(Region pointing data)
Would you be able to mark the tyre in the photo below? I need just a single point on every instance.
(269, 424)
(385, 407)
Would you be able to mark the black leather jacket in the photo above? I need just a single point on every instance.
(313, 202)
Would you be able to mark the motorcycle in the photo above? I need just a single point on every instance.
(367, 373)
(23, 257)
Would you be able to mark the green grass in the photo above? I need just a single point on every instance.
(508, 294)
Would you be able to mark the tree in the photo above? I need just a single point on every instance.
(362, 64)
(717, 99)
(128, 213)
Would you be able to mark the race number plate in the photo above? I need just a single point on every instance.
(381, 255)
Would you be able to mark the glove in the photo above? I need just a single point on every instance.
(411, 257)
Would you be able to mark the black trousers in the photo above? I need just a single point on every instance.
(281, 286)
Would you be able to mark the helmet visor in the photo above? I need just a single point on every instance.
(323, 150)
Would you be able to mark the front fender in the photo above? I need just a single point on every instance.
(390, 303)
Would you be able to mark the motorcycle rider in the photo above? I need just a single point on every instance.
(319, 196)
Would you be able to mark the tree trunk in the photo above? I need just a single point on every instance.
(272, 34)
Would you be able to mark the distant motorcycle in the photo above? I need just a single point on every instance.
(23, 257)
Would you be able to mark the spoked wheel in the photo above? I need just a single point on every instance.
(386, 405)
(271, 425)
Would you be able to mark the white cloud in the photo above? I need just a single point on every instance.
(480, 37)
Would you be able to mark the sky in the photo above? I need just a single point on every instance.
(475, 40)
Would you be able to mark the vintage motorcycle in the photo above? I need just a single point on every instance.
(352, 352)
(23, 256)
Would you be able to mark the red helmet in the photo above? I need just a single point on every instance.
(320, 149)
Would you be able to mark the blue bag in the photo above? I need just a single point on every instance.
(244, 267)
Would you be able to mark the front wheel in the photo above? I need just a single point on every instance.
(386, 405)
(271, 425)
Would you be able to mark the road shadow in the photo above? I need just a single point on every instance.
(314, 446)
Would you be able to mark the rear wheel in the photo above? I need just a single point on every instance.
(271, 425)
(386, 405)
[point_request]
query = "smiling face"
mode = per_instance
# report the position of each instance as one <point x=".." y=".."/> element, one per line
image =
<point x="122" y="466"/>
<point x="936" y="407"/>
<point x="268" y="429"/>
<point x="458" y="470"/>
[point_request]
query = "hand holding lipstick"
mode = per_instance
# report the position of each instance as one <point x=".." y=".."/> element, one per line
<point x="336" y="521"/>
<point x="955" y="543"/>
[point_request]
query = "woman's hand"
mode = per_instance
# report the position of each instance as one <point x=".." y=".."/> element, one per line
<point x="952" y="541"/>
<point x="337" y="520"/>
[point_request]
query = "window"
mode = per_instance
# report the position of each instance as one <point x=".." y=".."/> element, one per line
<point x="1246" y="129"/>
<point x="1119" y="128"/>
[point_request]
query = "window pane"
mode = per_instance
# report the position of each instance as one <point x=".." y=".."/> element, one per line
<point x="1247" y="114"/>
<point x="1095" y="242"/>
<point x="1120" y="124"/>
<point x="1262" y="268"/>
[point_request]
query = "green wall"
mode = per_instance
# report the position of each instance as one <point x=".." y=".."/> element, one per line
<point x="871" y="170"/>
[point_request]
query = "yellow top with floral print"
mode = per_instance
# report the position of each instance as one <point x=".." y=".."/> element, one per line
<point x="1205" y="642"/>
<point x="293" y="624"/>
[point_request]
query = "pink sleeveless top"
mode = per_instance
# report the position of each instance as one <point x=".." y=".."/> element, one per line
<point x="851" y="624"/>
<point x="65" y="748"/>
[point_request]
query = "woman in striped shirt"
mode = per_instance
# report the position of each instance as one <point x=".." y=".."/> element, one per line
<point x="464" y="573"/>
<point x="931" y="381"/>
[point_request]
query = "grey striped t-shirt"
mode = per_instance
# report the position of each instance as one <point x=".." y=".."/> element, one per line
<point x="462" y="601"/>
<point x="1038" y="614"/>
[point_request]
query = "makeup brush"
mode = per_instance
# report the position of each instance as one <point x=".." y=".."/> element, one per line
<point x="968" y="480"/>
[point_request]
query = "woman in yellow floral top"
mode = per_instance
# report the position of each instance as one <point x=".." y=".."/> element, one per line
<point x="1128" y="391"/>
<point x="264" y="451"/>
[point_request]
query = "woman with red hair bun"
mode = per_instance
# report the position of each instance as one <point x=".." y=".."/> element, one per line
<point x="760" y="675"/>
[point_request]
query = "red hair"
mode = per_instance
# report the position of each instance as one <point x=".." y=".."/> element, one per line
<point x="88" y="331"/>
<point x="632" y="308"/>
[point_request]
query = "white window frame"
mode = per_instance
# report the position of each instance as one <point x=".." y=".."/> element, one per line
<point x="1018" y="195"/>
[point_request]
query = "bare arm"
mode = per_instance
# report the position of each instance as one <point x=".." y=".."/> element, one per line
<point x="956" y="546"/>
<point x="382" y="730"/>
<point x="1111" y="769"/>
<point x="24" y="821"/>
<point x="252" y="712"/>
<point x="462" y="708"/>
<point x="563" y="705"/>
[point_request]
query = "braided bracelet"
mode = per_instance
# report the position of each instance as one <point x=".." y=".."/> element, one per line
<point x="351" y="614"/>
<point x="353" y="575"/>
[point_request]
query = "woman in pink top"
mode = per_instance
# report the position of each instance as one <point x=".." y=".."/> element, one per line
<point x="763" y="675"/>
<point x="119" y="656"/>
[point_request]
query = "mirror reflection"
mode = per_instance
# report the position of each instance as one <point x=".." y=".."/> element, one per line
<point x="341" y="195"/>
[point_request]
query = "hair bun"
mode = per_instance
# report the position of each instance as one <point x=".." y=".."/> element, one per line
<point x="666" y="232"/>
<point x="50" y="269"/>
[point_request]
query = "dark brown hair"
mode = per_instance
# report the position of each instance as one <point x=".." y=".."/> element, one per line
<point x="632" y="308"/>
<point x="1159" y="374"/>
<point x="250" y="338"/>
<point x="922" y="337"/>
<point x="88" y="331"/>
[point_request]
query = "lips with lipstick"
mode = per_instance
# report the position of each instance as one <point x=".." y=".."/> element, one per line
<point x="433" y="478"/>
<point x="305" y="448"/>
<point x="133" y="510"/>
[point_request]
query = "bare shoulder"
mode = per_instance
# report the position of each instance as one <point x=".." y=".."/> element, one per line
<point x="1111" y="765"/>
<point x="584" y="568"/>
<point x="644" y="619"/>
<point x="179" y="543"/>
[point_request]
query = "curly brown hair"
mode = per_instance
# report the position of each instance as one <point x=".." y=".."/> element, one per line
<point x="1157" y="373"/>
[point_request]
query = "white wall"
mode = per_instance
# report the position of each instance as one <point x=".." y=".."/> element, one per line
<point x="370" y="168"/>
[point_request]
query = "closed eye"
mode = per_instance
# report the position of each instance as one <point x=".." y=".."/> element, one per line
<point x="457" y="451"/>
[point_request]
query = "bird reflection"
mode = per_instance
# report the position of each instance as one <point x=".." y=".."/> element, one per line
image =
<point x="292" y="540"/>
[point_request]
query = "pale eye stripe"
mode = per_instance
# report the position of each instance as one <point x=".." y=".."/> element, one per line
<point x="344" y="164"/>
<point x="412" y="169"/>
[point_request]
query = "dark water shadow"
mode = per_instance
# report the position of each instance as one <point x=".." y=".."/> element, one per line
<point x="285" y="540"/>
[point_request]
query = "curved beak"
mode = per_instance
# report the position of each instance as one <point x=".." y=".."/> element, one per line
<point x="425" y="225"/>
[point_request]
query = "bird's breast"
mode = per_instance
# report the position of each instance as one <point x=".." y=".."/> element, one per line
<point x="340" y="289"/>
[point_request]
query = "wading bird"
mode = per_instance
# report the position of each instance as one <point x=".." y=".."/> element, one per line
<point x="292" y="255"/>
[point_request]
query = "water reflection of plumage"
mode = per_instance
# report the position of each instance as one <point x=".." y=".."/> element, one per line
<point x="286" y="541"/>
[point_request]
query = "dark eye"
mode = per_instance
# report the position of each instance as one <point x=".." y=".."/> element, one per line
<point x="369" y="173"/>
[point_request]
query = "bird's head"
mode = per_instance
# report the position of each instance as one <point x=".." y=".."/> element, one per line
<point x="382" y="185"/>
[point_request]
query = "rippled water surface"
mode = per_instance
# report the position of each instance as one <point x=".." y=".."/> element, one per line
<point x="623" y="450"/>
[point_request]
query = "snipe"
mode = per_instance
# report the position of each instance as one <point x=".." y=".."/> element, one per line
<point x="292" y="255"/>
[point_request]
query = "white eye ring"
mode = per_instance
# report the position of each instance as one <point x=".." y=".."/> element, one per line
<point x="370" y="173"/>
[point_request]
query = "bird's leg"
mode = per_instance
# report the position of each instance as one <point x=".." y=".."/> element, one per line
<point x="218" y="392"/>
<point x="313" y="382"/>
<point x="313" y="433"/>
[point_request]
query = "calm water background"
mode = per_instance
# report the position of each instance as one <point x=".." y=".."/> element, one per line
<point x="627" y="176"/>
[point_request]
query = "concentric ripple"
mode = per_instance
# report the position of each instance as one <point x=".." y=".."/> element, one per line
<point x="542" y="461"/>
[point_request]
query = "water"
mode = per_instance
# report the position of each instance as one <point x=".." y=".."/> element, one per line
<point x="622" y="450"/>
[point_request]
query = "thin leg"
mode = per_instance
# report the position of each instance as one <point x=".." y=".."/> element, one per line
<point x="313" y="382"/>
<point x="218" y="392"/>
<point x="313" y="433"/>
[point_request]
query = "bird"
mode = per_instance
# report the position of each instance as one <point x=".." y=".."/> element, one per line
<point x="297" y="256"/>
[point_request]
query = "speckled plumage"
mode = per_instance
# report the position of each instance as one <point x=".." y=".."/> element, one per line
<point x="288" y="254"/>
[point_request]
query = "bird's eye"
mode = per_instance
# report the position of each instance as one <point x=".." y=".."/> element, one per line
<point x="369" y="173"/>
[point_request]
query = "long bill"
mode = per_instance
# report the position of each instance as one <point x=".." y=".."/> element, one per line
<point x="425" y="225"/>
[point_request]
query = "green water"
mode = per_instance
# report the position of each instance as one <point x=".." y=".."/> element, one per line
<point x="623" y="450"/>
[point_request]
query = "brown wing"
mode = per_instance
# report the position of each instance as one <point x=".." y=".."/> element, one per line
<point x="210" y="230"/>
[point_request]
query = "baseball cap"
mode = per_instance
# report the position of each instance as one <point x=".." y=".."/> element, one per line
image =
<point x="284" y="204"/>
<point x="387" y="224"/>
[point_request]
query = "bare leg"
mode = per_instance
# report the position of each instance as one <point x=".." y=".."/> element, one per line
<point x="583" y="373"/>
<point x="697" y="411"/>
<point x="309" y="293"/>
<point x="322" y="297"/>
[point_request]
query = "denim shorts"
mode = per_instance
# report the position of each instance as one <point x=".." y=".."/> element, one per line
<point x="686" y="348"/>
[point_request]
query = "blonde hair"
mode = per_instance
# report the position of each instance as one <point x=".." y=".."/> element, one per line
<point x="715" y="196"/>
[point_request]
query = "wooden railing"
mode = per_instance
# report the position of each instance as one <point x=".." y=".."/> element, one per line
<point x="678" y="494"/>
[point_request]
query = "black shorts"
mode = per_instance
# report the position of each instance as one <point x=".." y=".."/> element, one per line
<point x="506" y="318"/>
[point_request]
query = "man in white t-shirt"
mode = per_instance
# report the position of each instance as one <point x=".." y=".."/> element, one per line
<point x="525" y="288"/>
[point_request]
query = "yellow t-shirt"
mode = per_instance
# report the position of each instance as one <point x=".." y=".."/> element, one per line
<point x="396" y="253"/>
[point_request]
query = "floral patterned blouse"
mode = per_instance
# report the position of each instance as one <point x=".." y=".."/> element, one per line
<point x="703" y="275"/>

*TASK PROMPT*. Take every line from the records above that has the word "hand" and copy it.

*COMPLETED EXERCISE*.
query = "hand holding lipstick"
query = "woman's hand"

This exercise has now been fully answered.